> YOUR GOAL: Convert the records below into a Markdown table with two columns, Row and Text. Number each line in order and omit any blank lines.

○ ○ ○ ○

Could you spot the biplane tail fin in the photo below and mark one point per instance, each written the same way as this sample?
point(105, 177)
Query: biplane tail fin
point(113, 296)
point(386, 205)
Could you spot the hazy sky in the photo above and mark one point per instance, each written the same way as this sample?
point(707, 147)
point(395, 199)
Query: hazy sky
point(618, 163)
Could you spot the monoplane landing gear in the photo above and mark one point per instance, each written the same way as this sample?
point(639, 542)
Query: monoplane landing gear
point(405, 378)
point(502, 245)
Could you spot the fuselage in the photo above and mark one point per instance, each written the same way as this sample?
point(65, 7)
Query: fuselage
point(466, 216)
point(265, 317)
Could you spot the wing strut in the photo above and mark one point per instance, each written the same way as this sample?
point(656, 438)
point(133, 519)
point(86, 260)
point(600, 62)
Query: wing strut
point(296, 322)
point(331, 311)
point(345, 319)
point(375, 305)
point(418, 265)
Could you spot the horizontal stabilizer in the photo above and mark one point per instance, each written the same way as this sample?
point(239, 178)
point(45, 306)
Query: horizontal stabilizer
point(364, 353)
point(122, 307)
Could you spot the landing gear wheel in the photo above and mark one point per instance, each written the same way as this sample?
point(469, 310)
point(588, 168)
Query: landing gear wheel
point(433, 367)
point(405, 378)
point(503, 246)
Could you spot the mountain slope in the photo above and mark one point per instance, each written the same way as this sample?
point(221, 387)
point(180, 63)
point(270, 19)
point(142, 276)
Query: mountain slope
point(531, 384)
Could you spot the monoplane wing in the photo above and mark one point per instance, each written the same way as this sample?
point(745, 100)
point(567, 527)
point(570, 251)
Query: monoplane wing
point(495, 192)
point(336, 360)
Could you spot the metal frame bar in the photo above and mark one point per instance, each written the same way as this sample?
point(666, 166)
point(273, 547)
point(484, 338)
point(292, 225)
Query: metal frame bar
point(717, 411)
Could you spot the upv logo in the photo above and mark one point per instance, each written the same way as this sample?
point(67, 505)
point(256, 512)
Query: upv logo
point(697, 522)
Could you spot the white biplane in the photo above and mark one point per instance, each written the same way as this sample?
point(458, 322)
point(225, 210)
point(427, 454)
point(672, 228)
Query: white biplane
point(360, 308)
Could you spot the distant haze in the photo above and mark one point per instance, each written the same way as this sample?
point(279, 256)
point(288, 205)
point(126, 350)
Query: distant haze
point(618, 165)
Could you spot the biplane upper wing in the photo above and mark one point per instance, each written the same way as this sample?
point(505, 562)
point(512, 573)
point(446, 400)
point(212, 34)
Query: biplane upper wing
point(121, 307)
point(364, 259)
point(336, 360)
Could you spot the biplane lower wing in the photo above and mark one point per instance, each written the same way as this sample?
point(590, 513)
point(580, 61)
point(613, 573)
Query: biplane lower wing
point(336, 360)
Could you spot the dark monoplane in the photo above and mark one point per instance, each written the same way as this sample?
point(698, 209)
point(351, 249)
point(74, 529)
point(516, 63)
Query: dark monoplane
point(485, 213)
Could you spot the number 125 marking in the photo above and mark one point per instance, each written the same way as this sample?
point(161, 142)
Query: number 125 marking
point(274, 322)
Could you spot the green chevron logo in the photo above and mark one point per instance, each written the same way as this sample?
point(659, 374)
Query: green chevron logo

○ ○ ○ ○

> ANSWER TO THE TASK:
| Row | Text |
|---|---|
| 1 | Could you spot the biplane tail fin in the photo below and mark one point per instance, each written the same way as this sample? |
| 2 | point(105, 177) |
| 3 | Query: biplane tail fin |
| 4 | point(113, 296) |
| 5 | point(386, 205) |
| 6 | Could you spot the hazy sky in the photo above and mark one point per instance, each written the same way as this sample? |
| 7 | point(707, 147) |
| 8 | point(395, 199) |
| 9 | Query: hazy sky |
| 10 | point(618, 163) |
| 11 | Could you spot the monoplane landing gear in the photo above and mark one point per instance, each written the same way as this sample? |
| 12 | point(639, 542) |
| 13 | Query: monoplane landing gear |
| 14 | point(405, 378) |
| 15 | point(502, 245) |
| 16 | Could you spot the fuselage in the photo above and mark one point per instance, each written the same way as this sample? |
| 17 | point(65, 7) |
| 18 | Query: fuselage |
| 19 | point(466, 216) |
| 20 | point(265, 317) |
| 21 | Could you spot the wing strut in the photo above and mark one point per instance, each written the same way as this sample? |
| 22 | point(656, 438) |
| 23 | point(133, 519) |
| 24 | point(86, 260) |
| 25 | point(600, 62) |
| 26 | Query: wing strut |
| 27 | point(296, 322) |
| 28 | point(331, 311) |
| 29 | point(345, 319) |
| 30 | point(375, 305) |
| 31 | point(418, 265) |
| 32 | Could you spot the horizontal stabilizer in the photo above and mark one point per instance, each written the same way as this sample? |
| 33 | point(239, 178) |
| 34 | point(45, 306) |
| 35 | Query: horizontal stabilizer |
| 36 | point(364, 353) |
| 37 | point(122, 307) |
| 38 | Could you spot the landing gear wheel in the photo above and mark one point per instance, each written the same way as this sample? |
| 39 | point(469, 310) |
| 40 | point(588, 168) |
| 41 | Query: landing gear wheel |
| 42 | point(433, 367) |
| 43 | point(405, 378) |
| 44 | point(503, 246) |
| 45 | Could you spot the mountain slope in the photo above and mark one point per instance, each written the same way as this sample? |
| 46 | point(221, 387) |
| 47 | point(180, 63) |
| 48 | point(270, 19) |
| 49 | point(142, 276) |
| 50 | Query: mountain slope |
| 51 | point(531, 384) |
| 52 | Could you spot the monoplane wing in the photo above and mark one point per instance, each written the same way as this sample? |
| 53 | point(745, 100) |
| 54 | point(567, 527) |
| 55 | point(570, 251) |
| 56 | Query: monoplane wing |
| 57 | point(495, 192) |
| 58 | point(336, 360) |
| 59 | Could you spot the metal frame bar in the photo above and mark one point per instance, each written the same way as this sample? |
| 60 | point(666, 166) |
| 61 | point(273, 547) |
| 62 | point(484, 338) |
| 63 | point(292, 225) |
| 64 | Query: metal frame bar |
| 65 | point(717, 411) |
| 66 | Could you spot the upv logo in the photo above and mark one point per instance, each written the same way as this sample? |
| 67 | point(67, 505) |
| 68 | point(256, 512) |
| 69 | Query: upv logo |
| 70 | point(697, 522) |
| 71 | Could you spot the white biplane in the photo above and mark one point per instance, each written the same way as this sample? |
| 72 | point(458, 322) |
| 73 | point(225, 210) |
| 74 | point(427, 454) |
| 75 | point(672, 228) |
| 76 | Query: white biplane |
| 77 | point(360, 308) |
| 78 | Could you spot the distant haze in the photo above and mark one point per instance, each written the same way as this sample? |
| 79 | point(279, 256) |
| 80 | point(288, 205) |
| 81 | point(126, 350) |
| 82 | Query: distant haze |
| 83 | point(618, 165) |
| 84 | Could you spot the biplane upper wing in the photo above and mark one point per instance, each written the same way as this sample? |
| 85 | point(505, 562) |
| 86 | point(512, 573) |
| 87 | point(446, 400) |
| 88 | point(212, 34) |
| 89 | Query: biplane upper wing |
| 90 | point(121, 307) |
| 91 | point(364, 259) |
| 92 | point(336, 360) |
| 93 | Could you spot the biplane lower wing in the photo above and mark one point per instance, each written the same way as this sample? |
| 94 | point(590, 513) |
| 95 | point(580, 61) |
| 96 | point(613, 573) |
| 97 | Query: biplane lower wing |
| 98 | point(336, 360) |
| 99 | Could you spot the dark monoplane in the photo above and mark one point per instance, each written the same way as this sample? |
| 100 | point(698, 209) |
| 101 | point(351, 249) |
| 102 | point(74, 529) |
| 103 | point(516, 63) |
| 104 | Query: dark monoplane |
| 105 | point(485, 213) |
| 106 | Could you spot the number 125 marking in the photo above and mark one point per instance, each written the same way as this sample? |
| 107 | point(161, 142) |
| 108 | Query: number 125 marking |
| 109 | point(274, 322) |
| 110 | Could you spot the green chevron logo in the photo above and mark one point per instance, each written the same way as this sample? |
| 111 | point(659, 374) |
| 112 | Query: green chevron logo |